__SELECTED EXCERPT__.

----------

According to the Guardian, Sainsbury’s launched its “Waste Less, Save More” initiative  to save £10m over five years. It figured, according to the paper, that the average UK family throws away £700 of food each year. It thus set out to slash by 50%.

But at the end of a one-year £1m trial in the market town of Swadlincote, Derbyshire, it decided the effort was too aggressive, at least initially, the story says.

But the target was in synch the United Nations’ sustainable development, which wants to cut in half the per capita global food waste by 2030. The UN estimates that global food loss and waste causes about $940 billion (£770bn) a year in economic losses, the story says. It is unfortunate, given that a third of the world’s food is wasted while one in nine people remain malnourished, the story reads.

What the supermarket chain has done is to create apps and small fridges that better assist consumers when it comes to buying what they need.

Waste Less, Save More is a brand new way of working and completely different to what anyone has done before, so it was hard to define a measure of success,” said Paul Crewe, head of sustainability, energy, engineering and environment for Sainsbury’s, in the Guardian.

----------

__INFORMATION PROVIDED__.
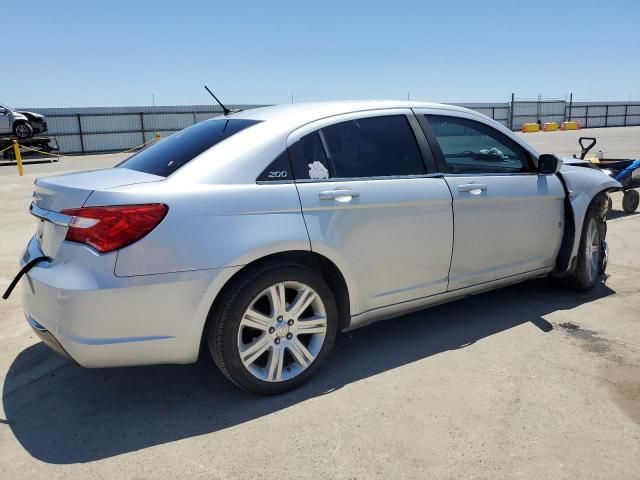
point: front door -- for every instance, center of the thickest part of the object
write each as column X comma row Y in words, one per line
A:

----------

__REQUIREMENT A__.
List every sum of money that appears in the Sainsbury's food waste passage above, in the order it appears.
__REQUIREMENT B__.
Carry the Sainsbury's food waste passage forward from its last sentence, the quote from Paul Crewe.

__TASK ANSWER A__.
£10m, £700, £1m, $940 billion, £770bn

__TASK ANSWER B__.
“Having spent the last year getting under the skin of household food waste, we have realized that this kind of behavioral change won’t happen overnight, but we have definitely seen positive progress on what will be a longer journey,” he concludes, in the story.

In a separate story for Environmental Leader, Jessica Hardcastle reports that companies are saving $14 in operating costs for every $1 they invest in reducing food waste.

That is coming from The Business Case for Reducing Food Loss and Waste, she writes, which evaluated financial cost and benefit data for 1,200 sites across 700 companies in 17 countries. Companies, for example, are quantifying food waste as well as changing packages to extend shelf life.

The savings thus come from things like increasing the share of food that is sold to customers and introducing new product lines made from food that otherwise would have been lost or wasted, she writes, referencing the report.